# PASSAGE GIVEN:
Since then, FCEUd has been further extended by other members of the emulation/ROM hacking scenes. To this day, FCE has been the most widely forked emulator, in part, because of the work we did extending it from an NES player to an NES development tool. But as you will see, this will bring me to another point later: The work done on FCE-derived forks is very widespread without much communication between parties. Ultimately, it's a mish-mash mix of talent tackling the same ideas from different vantage points without direct collaboration. And I think it's a shame.

GCNrd

The main development cycle on FCEUd was during 2002. I learned quite a bit from this project, and it got me interested in debugging other architectures. The next architecture I took on was Nintendo GameCube, officially abbreviated "GCN".

Sometime in 2003, hackers discovered a flaw in the GCN game Phantasy Star Online, which was compatible with the GCN BroadBand Adapter (BBA). This quickly became known as the PSO exploit, and allowed running "homebrew" code on a consumer GCN.

# WHAT IS ASKED:
Pick up the passage about FCEUd and GameCube debugging after its last sentence and continue writing it.

# Dataset items:
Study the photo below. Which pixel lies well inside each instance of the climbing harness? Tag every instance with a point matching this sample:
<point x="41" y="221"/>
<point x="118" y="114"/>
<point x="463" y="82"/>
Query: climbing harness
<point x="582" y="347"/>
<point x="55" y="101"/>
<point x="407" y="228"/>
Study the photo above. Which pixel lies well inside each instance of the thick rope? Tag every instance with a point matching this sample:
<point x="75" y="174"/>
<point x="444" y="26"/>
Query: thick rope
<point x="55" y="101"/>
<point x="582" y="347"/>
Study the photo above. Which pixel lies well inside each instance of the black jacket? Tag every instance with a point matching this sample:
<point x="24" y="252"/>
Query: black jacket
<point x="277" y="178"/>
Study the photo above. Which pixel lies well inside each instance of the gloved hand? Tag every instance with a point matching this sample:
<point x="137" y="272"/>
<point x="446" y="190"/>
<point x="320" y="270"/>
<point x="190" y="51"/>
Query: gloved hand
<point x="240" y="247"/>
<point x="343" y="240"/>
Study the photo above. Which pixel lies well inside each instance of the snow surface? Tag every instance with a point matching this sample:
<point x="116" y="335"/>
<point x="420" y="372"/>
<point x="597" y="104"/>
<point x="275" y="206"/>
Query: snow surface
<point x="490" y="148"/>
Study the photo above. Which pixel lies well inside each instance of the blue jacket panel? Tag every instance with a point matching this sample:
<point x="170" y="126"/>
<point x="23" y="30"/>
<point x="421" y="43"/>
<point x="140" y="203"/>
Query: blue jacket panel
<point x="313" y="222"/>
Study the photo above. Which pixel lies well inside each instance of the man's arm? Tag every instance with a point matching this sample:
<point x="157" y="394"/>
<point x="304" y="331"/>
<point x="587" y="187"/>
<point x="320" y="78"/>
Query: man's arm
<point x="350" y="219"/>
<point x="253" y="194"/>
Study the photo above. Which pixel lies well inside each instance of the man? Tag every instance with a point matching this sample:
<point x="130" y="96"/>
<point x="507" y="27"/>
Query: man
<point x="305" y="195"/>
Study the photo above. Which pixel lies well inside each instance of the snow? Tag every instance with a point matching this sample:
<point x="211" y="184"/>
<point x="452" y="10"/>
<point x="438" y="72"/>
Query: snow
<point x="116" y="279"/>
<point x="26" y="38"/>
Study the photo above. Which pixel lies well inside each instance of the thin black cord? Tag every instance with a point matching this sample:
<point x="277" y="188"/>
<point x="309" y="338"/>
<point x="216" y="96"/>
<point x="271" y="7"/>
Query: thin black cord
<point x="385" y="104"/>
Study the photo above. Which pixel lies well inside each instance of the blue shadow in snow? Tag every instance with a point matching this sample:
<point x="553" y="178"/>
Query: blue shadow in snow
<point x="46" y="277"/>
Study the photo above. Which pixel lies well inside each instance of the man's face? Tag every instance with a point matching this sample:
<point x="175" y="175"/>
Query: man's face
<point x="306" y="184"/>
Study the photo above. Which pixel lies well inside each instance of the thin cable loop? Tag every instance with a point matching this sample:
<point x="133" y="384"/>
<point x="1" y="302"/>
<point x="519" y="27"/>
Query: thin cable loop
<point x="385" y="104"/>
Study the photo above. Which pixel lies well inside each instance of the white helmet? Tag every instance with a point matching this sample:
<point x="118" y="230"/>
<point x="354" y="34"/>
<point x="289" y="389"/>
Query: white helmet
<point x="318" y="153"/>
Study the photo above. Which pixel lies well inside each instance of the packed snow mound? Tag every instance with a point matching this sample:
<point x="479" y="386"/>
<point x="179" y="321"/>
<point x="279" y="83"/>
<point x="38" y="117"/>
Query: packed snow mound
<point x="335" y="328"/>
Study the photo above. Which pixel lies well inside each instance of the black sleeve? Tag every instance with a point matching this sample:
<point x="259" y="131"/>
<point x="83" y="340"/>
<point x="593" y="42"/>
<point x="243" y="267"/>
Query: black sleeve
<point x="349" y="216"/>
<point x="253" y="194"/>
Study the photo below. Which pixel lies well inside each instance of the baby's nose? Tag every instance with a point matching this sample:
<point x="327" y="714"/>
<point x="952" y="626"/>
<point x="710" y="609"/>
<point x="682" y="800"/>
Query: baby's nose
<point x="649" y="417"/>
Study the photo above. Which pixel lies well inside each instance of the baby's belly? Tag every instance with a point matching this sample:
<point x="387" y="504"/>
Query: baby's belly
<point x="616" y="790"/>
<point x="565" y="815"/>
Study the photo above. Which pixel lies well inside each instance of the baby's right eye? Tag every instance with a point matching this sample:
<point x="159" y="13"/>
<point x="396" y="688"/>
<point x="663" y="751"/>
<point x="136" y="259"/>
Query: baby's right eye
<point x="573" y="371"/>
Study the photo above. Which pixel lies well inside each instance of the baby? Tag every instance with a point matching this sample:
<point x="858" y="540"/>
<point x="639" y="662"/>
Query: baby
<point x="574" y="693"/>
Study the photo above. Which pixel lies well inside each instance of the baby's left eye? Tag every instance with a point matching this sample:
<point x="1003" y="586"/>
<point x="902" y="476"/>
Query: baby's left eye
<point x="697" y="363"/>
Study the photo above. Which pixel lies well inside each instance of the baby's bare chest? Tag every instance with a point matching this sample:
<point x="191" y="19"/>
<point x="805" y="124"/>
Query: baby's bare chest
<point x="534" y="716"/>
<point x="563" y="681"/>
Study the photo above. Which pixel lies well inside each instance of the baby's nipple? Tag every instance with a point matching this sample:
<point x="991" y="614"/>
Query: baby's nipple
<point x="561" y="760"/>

# EXPECTED ANSWER:
The PSO exploit worked something like this: Hacker Joe sets up his own DNS server, and tells PSO to use that server IP address as its default gateway. This way, PSO asks Hacker Joe's DNS server where it can find Sega's PSO server. Hacker Joe's DNS server tells PSO that Sega's server is located on Hacker Joe's PSO server. PSO happily connects to Hacker Joe's PSO server, which then tells PSO that there is an update available. PSO happily downloads the "PSO loader stub" which is posing as an official update to PSO. PSO happily launches the PSO loader stub which takes over the GCN and begins downloading a larger executable (of Hacker Joe's choice) from Hacker Joe's PSO server. The PSO loader stub then launches Hacker Joe's executable, and Hacker Joe now has total control over his GCN. In short, PSO is tricked by Hacker Joe into running code that it never should have in the first place.

This was a huge breakthrough for GCN hacking. I was in a very poorly state at the time, with no real job and no real income. I was doing work for a certain company selling GBA flash carts. It got me by, but it was a far cry from decent living. I mention this because it means I couldn't afford PSO or a BBA; the two things I needed to begin work on GCN debugging. I had the skill to accomplish it certainly, so I took up donations from members in the community. Only a few responded, but that's all I needed. About $100 USD was enough to pick up the two items I needed, and I was on my way to fame...

History of GCNrd

06-22-03: First GCN AR codes decrypted.
06-23-03: GCNcrypt v1.0 released.
06-25-03: First unofficial GCN AR codes released: Sonic Adventure DX (U) codes,
          by Sappharad.
06-27-03: GCNcrypt v1.1 released.
07-03-03: Planning for GCNrd begins.
07-07-03: GCNrd development begins.
08-27-03: Development on GCN network library begins.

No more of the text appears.